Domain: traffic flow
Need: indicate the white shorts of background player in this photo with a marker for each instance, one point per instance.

==

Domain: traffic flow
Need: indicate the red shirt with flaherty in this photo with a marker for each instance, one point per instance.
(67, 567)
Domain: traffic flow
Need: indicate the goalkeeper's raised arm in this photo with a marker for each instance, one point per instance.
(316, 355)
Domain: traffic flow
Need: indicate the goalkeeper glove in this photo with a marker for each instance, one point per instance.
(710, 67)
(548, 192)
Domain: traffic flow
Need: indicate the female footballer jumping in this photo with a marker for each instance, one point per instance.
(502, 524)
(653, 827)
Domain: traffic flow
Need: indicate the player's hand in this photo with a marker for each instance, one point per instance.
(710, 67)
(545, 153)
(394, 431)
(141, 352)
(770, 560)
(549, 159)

* * *

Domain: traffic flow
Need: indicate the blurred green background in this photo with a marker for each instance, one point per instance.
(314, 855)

**WORK REQUIRED:** Copy out every line in the three blocks above that contains the word "goalkeeper".

**OUTPUT FOR THIS EXERCISE:**
Need: indicate the goalkeeper's raised arm in this photo with a marker for each instance, one point per instance.
Need: indicate the goalkeeper glove in this photo with a marker for each instance, one point per instance.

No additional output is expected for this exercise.